THINGS TO DO:
1 – In the data wrangling project page, besides every animal that comes into its shelters, what else does the City of Vancouver track?
2 – Continue the data wrangling project page from the point where it stops.

SUPPLIED PASSAGE:
----

# Real-world Data Wrangling

In this project, you will apply the skills you acquired in the course to gather and wrangle real-world data with two datasets of your choice.

You will retrieve and extract the data, assess the data programmatically and visually, accross elements of data quality and structure, and implement a cleaning strategy for the data. You will then store the updated data into your selected database/data store, combine the data, and answer a research question with the datasets.

Throughout the process, you are expected to:

1. Explain your decisions towards methods used for gathering, assessing, cleaning, storing, and answering the research question
2. Write code comments so your code is more readable

## 1. Gather data

In this section, you will extract data using two different data gathering methods and combine the data. Use at least two different types of data-gathering methods.

### **1.1.** Problem Statement
In 2-4 sentences, explain the kind of problem you want to look at and the datasets you will be wrangling for this project.

 *The City of Vancouver tracks not only every animal that comes into its shelters, but also those that are reported as lost by their owners. While the city does track those that are matched back to their owner, is it possible that an animal still tracked as lost has possibly been accounted for? If so, is it possible to find somewhat reliable means to match animals based on data entered into a report for lost ones?*

### **1.2.** Gather at least two datasets using two different data gathering methods

List of data gathering methods:

- Download data manually
- Programmatically downloading files
- Gather data by accessing APIs
- Gather and extract data from HTML files using BeautifulSoup
- Extract data from a SQL database

Each dataset must have at least two variables, and have greater than 500 data samples within each dataset.

----

INFORMATION PROVIDED:

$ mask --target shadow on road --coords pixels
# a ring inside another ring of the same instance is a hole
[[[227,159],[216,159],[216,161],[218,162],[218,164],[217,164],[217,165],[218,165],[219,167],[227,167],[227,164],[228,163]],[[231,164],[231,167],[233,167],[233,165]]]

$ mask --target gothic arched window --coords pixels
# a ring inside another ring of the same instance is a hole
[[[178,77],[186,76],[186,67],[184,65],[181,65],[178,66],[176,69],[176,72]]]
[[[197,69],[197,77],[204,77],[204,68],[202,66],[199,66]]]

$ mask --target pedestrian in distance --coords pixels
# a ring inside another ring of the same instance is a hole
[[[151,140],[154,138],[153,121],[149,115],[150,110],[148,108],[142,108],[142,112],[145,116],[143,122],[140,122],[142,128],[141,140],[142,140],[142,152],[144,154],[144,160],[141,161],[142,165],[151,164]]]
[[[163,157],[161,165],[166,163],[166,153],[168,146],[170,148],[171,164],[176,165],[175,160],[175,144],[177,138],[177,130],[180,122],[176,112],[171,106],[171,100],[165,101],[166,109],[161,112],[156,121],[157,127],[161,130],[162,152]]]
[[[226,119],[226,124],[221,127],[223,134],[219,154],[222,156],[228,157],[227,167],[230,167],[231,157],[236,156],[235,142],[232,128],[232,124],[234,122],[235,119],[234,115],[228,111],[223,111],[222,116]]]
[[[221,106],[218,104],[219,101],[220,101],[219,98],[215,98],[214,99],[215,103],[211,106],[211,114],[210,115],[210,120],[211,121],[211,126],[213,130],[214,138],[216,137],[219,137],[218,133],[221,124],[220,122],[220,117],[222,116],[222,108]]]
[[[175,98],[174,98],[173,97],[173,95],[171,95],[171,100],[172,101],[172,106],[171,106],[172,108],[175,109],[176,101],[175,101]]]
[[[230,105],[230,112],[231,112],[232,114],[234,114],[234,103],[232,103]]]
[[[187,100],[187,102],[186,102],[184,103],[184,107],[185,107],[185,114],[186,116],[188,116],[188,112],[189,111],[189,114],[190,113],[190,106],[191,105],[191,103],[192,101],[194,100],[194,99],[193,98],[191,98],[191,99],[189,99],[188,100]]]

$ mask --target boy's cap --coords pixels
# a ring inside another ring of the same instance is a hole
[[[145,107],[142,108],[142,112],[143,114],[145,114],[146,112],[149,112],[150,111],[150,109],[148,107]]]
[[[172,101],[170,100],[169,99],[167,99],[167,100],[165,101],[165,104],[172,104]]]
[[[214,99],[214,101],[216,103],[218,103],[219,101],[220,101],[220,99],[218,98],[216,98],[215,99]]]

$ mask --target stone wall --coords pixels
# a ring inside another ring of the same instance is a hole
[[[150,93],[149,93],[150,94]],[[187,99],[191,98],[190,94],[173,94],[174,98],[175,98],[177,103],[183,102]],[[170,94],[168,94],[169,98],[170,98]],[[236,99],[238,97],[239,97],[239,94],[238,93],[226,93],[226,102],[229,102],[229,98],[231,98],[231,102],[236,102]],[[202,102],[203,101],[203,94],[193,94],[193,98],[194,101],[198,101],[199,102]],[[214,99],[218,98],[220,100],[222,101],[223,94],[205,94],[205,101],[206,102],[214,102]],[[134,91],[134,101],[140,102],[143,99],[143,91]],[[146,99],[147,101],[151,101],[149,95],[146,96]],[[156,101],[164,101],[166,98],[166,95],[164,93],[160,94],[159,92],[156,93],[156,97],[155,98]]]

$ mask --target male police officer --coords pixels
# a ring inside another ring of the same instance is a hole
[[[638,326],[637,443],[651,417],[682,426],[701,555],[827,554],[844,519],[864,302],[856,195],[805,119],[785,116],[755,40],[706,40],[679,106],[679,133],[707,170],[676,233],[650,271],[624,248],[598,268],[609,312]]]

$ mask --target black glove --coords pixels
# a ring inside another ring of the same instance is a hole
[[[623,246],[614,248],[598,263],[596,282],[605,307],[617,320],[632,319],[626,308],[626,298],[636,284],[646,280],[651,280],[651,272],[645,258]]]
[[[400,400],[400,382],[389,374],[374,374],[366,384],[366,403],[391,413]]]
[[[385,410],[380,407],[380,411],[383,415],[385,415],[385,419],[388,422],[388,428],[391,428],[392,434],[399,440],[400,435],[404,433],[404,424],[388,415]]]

----

ANSWERS:
1 – Animals reported as lost by their owners.

2 –
For each dataset, briefly describe why you picked the dataset and the gathering method (2-3 full sentences), including the names and significance of the variables in the dataset. Show your work (e.g., if using an API to download the data, please include a snippet of your code). 

Load the dataset programmtically into this notebook.

#### City of Vancouver Animal Control Inventory - Lost and Found

This dataset is information from the City of Vancouver where an owner of an animal has reported them as lost. It also tracks those that were either reported as found or were matched by the shelter back to the owner. 

I chose this dataset because it will address what animals were reported as lost within the city. This does not cover every animal that was lost, however it does provide a large sample size for this metro area.

Further information on the dataset can be found [here](https://opendata.vancouver.ca/explore/dataset/animal-control-inventory-lost-and-found/information).

Type: JSON

Method: This data was gathered by querying the City of Vancouver's database with the standard Opendatasoft API. I am doing it this way because the data is updated daily, and this guarantees that the most up-to-date information will be used.

Dataset variables:

- *breed* - type of animal or breed that fits best.
- *color* - color of the animal's coat/fur.
- *date* - date that the animal was lost
- *name* - the given name of the animal being tracked (if known).
- *sex* - used to label the biological sex of the animal, as well as if they are spayed or neutered (marked with `F/S` or `M/N` accordingly). `X` = unknown
- *state* - the last state of being for the animal, i.e. `matched` or `lost`.

After some poking around, I found out that without a `group by` statement, the server only returns 100 results. By including a `group by` statement for all of the fields, this should theoretically drop duplicate values. I'm also filtering out anything before `1998-10-03`, as this is the earliest `DateImpounded` timestamp in the other dataset that will be used.

In [80]:
import requests
import pandas as pd
import json
import datetime

# "lf" is for *l*ost and *f*ound
lf_api_query = "https://opendata.vancouver.ca/api/explore/v2.1/catalog/datasets/animal-control-inventory-lost-and-found/records?where=date%20%3E%20%221998-10-02%22&group_by=date%2C%20breed%2C%20color%2C%20name%2C%20sex%2C%20state&order_by=date&limit=-1"
lf_data = requests.get(lf_api_query)
lf_data.raise_for_status()

In [81]:
lf_json = lf_data.json()

print(lf_json.keys())
print(lf_json['total_count'])

lf_json['results'][0:3]
print(type(lf_json['results']))     # all elements
print(type(lf_json['results'][0]))  # individual element

dict_keys(['total_count', 'results'])
17829
<class 'list'>
<class 'dict'>


Based on our mild digging above, we would want to load specifically the data in the `results` key as a Pandas DataFrame, since `results` is simply a `list` of `dict`'s, which Pandas.DataFrame's constructor can handle.

In [82]:
lf_df = pd.DataFrame(lf_json['results'])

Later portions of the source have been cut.